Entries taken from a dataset
▬▬▬▬▬▬
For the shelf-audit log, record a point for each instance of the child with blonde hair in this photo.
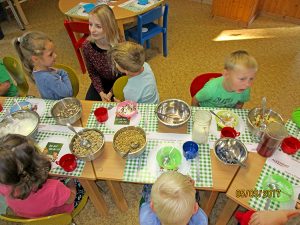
(231, 90)
(37, 53)
(25, 184)
(129, 58)
(104, 34)
(172, 202)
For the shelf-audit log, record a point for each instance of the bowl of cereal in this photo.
(255, 119)
(95, 138)
(132, 139)
(67, 110)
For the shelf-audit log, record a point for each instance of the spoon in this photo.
(263, 125)
(212, 112)
(133, 145)
(83, 142)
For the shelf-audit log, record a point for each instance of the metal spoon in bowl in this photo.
(83, 142)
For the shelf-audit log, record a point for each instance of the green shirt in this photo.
(4, 76)
(213, 94)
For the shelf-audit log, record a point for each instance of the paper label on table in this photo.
(284, 163)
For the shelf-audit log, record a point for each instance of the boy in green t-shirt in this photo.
(231, 90)
(7, 87)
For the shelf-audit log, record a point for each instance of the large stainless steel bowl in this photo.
(95, 137)
(224, 146)
(128, 136)
(24, 122)
(173, 112)
(253, 124)
(67, 110)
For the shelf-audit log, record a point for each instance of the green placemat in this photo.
(45, 118)
(260, 202)
(136, 168)
(148, 121)
(58, 170)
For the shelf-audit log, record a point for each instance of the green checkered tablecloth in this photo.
(45, 118)
(148, 121)
(136, 169)
(259, 203)
(59, 171)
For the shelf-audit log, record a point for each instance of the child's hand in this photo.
(116, 100)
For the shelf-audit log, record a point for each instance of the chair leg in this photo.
(165, 45)
(11, 6)
(148, 44)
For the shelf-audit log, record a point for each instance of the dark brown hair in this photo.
(22, 166)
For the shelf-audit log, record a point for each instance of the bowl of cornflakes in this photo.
(255, 120)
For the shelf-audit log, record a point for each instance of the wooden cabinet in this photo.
(242, 11)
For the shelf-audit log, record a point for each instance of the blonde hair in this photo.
(173, 197)
(28, 45)
(240, 58)
(128, 55)
(108, 22)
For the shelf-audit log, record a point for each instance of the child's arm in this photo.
(4, 87)
(279, 217)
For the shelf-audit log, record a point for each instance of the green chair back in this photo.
(15, 69)
(73, 77)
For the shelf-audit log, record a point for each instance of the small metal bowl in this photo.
(173, 112)
(224, 145)
(96, 143)
(136, 151)
(22, 126)
(67, 106)
(251, 118)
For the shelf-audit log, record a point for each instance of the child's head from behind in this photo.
(173, 198)
(103, 25)
(128, 57)
(35, 49)
(22, 167)
(239, 71)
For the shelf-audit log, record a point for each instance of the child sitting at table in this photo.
(231, 90)
(37, 53)
(25, 184)
(129, 58)
(172, 201)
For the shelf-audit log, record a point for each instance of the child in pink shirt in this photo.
(24, 180)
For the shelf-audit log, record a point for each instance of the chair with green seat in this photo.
(61, 219)
(118, 87)
(72, 76)
(17, 73)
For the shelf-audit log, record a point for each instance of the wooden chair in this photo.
(72, 76)
(61, 219)
(81, 29)
(199, 82)
(15, 69)
(146, 27)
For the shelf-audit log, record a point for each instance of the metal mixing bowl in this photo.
(24, 122)
(65, 105)
(173, 112)
(225, 145)
(96, 143)
(131, 139)
(251, 118)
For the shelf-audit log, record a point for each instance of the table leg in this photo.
(117, 194)
(94, 194)
(227, 212)
(209, 202)
(21, 12)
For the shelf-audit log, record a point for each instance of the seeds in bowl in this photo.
(95, 139)
(129, 139)
(69, 109)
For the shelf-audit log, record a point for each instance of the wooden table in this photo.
(123, 16)
(245, 179)
(110, 167)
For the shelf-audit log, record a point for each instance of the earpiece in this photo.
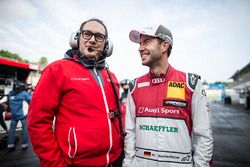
(74, 40)
(74, 44)
(108, 49)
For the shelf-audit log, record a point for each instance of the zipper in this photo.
(107, 111)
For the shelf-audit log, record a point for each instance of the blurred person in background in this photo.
(16, 98)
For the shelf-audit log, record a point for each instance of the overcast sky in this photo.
(211, 38)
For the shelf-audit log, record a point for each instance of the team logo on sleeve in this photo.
(176, 90)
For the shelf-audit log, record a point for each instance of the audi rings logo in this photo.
(158, 80)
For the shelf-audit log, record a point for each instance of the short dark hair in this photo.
(97, 20)
(160, 41)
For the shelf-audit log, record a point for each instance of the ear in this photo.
(108, 48)
(74, 40)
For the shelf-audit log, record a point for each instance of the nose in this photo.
(141, 48)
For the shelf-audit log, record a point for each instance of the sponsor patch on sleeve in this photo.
(176, 90)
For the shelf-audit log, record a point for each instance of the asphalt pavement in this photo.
(231, 130)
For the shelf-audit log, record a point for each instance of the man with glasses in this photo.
(167, 118)
(72, 118)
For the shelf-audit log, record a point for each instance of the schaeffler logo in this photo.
(157, 110)
(158, 80)
(78, 79)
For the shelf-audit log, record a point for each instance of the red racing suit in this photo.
(168, 122)
(80, 100)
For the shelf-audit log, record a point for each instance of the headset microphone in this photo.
(91, 50)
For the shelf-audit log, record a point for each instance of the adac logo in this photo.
(176, 90)
(176, 84)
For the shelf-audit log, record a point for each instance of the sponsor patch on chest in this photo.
(176, 90)
(175, 103)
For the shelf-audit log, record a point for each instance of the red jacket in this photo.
(82, 133)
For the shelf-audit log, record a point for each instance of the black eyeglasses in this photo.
(88, 34)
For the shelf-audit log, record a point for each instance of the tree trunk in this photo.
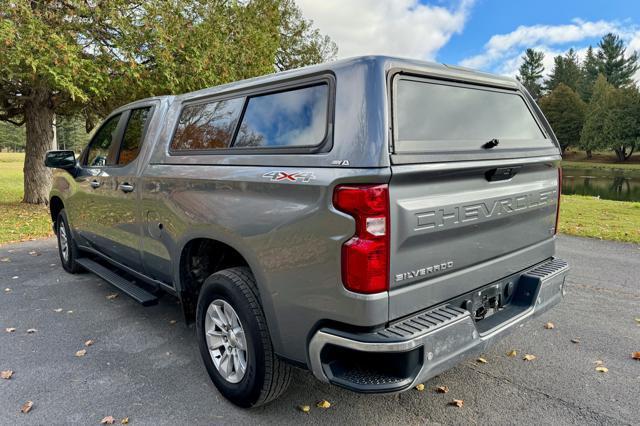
(39, 122)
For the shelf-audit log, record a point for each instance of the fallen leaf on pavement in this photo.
(323, 404)
(27, 406)
(457, 402)
(442, 389)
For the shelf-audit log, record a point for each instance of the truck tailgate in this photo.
(453, 231)
(473, 193)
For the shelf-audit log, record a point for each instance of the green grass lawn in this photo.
(18, 221)
(580, 215)
(605, 219)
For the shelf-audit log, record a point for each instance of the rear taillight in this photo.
(559, 194)
(365, 257)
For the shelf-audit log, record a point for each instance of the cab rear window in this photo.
(436, 116)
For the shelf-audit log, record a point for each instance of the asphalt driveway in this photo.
(144, 363)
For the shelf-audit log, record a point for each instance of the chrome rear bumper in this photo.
(424, 345)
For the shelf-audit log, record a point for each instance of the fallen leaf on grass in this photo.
(26, 407)
(323, 404)
(457, 402)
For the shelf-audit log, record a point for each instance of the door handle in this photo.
(125, 187)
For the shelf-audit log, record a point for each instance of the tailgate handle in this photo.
(501, 173)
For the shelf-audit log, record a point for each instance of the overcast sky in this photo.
(490, 35)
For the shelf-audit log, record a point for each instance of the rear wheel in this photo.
(234, 340)
(66, 245)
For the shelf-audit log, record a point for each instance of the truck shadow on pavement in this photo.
(144, 362)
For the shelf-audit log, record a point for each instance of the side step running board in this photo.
(137, 293)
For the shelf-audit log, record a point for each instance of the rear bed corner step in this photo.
(137, 293)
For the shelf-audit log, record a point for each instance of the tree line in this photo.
(74, 61)
(592, 104)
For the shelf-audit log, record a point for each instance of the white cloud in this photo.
(502, 48)
(404, 28)
(503, 52)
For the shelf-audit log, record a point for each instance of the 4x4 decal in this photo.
(289, 177)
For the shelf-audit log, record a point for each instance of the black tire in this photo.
(266, 376)
(69, 264)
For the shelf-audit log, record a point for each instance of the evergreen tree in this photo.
(565, 111)
(623, 124)
(613, 62)
(530, 72)
(566, 70)
(589, 71)
(595, 130)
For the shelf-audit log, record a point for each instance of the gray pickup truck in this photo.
(374, 220)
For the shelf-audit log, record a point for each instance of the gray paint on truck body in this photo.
(289, 232)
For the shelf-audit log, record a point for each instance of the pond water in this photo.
(610, 184)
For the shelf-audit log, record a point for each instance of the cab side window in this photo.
(133, 135)
(100, 145)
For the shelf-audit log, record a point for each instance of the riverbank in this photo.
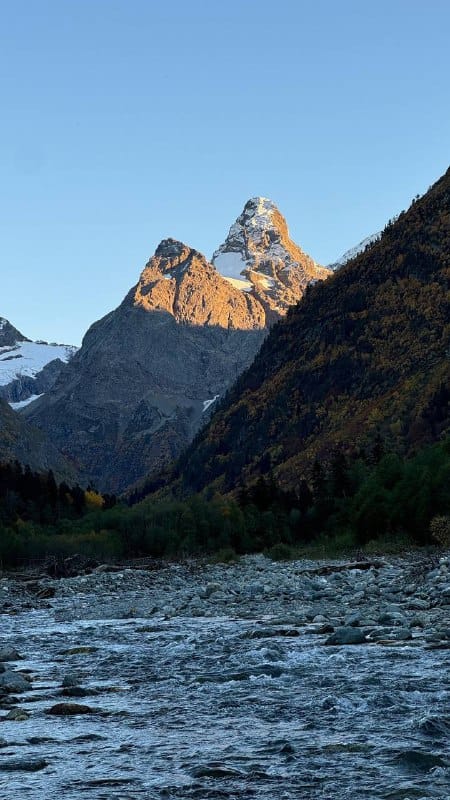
▬▬▬▬▬▬
• _Given problem_:
Count the lines of the entries above that contain the string "step", treating uppercase and lowercase as different. Reply with the number alone.

• _Full output_:
2